In the Georgia Tech spring game report, how many rushing yards did Synjyn Days have?

▶ **Page excerpt**
..........

When Georgia Tech played its spring game Saturday, it didn’t quite attract the fanfare, attention or turnstile count that Georgia did a week ago. The Jackets even limited the usual celebrity element on campus.
Shocking. After the way the baseball team embraced Charlie Sheen at batting practice the other day, you would have thought Lindsay Lohan would be singing the national anthem at Bobby Dodd Stadium. Maybe Mel Gibson leading the pregame prayer. Paris Hilton preaching to sorority girls on ambition and the meaning life.
Fortunately, coach Paul Johnson kept this one low-key. Just football, no sleaze. In the process, he also may have learned something about one of his quarterbacks.
Synjyn Days was not the best quarterback through most of spring drills, but he easily was the best one in the spring game. He rushed for 112 yards and a touchdown. He threw for another score. His overall passing statistics (2-for-7, 46 yards) were not glowing, but some of that can be attributed to being a young, athletic guy whose first instinct is to make plays with his legs. Because he can.
Most impressive about Days is what he did not do: melt down. While Tevin Washington committed five turnovers (three interceptions, two fumbles), Days, a redshirt freshman, did not lose the ball even once. This is key for a team that had 20 fumbles lost last season (most in the nation) and 27 turnovers (20th).
Johnson says judgments will be determined by “the body of work,” not just Saturday.
But this is key: “We’re going to play the guy who gives us the best chance to win. Sometimes winning the game is not losing it, being able to manage and do those kind of things. For most of the spring Tevin has been able to do that. Today he did some questionable things. I think he got rattled a little bit and got out of his element.”

..........

▶ **Listed records**
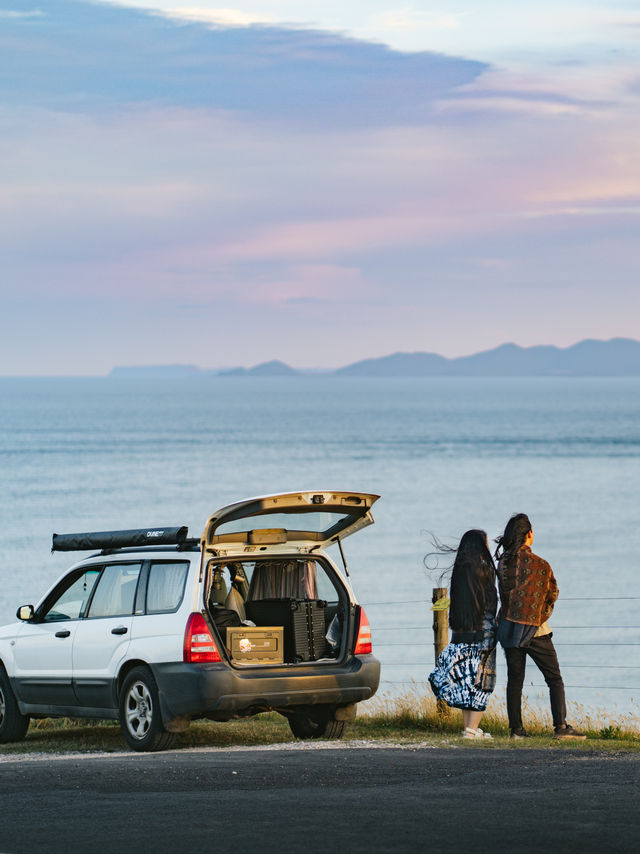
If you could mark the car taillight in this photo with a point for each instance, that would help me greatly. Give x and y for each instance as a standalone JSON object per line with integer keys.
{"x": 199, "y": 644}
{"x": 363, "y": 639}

..........

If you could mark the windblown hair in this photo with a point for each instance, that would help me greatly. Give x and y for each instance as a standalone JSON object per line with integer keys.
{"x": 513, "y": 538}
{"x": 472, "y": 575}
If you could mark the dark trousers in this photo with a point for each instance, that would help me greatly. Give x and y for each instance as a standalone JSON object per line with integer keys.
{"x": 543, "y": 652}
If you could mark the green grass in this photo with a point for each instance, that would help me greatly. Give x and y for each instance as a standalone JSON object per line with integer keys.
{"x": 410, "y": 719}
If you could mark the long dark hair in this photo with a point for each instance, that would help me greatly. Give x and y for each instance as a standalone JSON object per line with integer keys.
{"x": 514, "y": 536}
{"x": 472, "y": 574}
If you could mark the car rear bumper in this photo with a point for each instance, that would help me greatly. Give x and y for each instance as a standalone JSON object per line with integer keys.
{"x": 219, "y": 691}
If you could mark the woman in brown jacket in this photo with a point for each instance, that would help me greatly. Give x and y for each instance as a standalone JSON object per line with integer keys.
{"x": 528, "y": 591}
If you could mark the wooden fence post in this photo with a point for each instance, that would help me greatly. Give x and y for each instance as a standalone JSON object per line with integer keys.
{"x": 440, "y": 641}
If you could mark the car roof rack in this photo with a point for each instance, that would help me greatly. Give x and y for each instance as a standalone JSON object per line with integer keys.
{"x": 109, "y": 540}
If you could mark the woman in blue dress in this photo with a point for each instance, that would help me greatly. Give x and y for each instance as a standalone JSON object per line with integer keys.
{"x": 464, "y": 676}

..........

▶ **Written answer**
112 yards